_WHAT THE TASK REQUIRES_
Copy the forum post about the banksman and the reversing HGV word for word, starting at "We had a Delivery" and ending at "they were turning.".

_SELECTED EXCERPT_
:::::

I'm new to this forum, but have been in the HSE profession a number of years - but this is a new thing for me that I have come across.

We had a Delivery Driver reversing on our site with a Banksman watching the rear of the vehicle due to cars and on-coming on-site vehicles. 

The driver as turning hit the front bumper and wing-mirror on the HGV on a container as they were turning. 

The banksman could not see this point of the vehicle due to the angle, yet the driver could see this. 

The haulier is putting sole blame down to us and our banksman?

Where do i stand in terms of legislation (if any?) and who is responsible for this damage?

Thank you kindly, Charlie

A Kurdziel  
#2 Posted : 10 January 2018 11:22:26(UTC)
Rank: Super forum user
A Kurdziel

Well this has nothing to do with criminal law so RTA and all that does not apply.  That leaves civil action for negligence which of course something down to common law driven by court precedence, rather than any specific legislation.  I am assuming that the driver’s company is threatening to sue your company for compensation on the grounds of negligence by your banksman using the principle of your vicarious liability for your banksman’s actions.

:::::

_INFORMATION PROVIDED_
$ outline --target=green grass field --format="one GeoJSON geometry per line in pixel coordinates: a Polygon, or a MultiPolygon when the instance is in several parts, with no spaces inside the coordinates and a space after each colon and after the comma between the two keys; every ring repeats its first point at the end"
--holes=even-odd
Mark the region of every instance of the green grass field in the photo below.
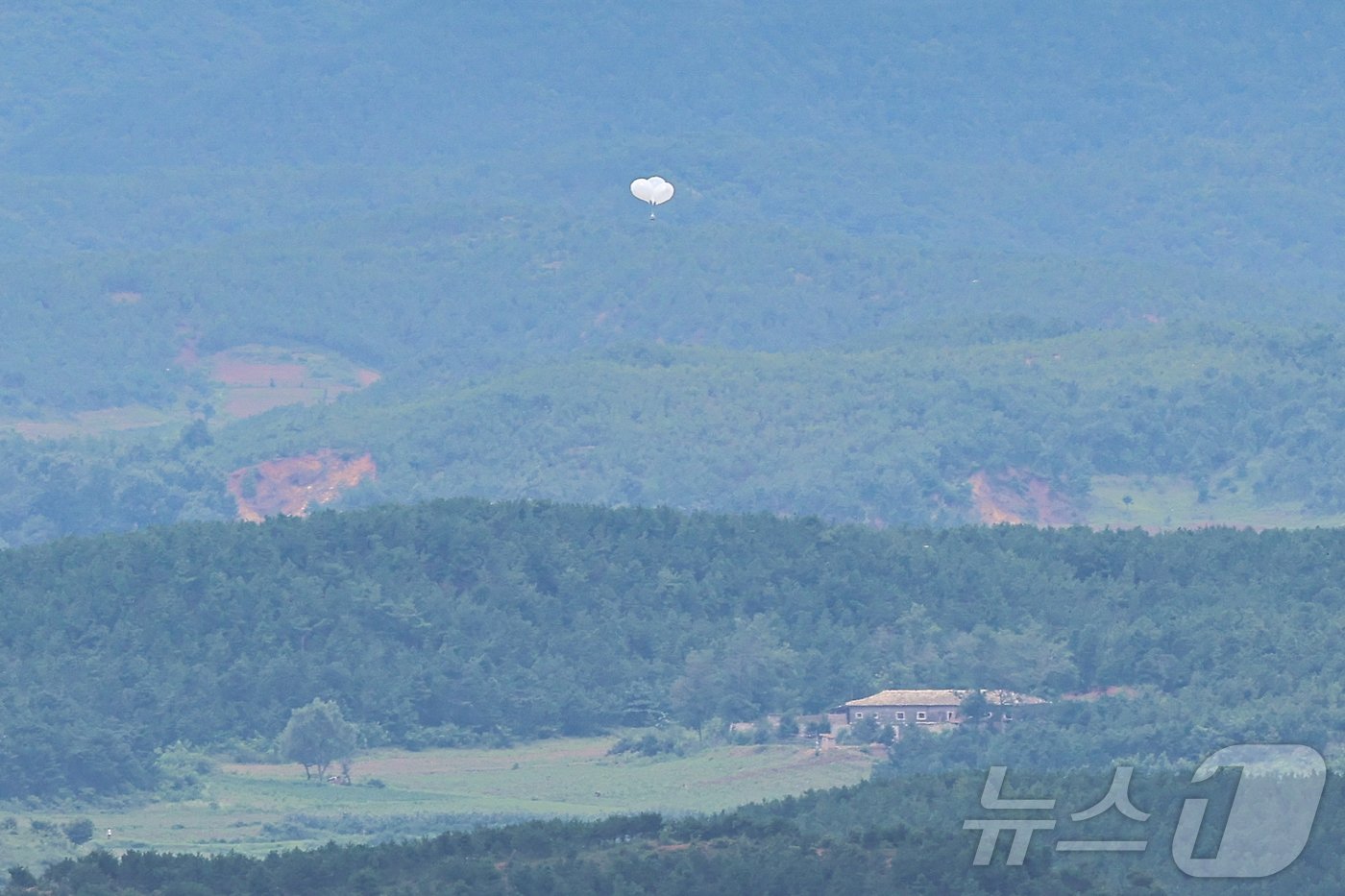
{"type": "Polygon", "coordinates": [[[356,759],[350,786],[305,780],[299,766],[222,764],[188,800],[69,811],[0,806],[0,866],[36,869],[93,849],[265,854],[527,818],[718,811],[854,784],[876,761],[854,747],[815,753],[804,741],[654,757],[608,756],[613,743],[589,737],[510,749],[371,751],[356,759]],[[75,848],[61,826],[78,818],[91,819],[95,835],[75,848]]]}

:::::

_EXPECTED ANSWER_
We had a Delivery Driver reversing on our site with a Banksman watching the rear of the vehicle due to cars and on-coming on-site vehicles. 

The driver as turning hit the front bumper and wing-mirror on the HGV on a container as they were turning.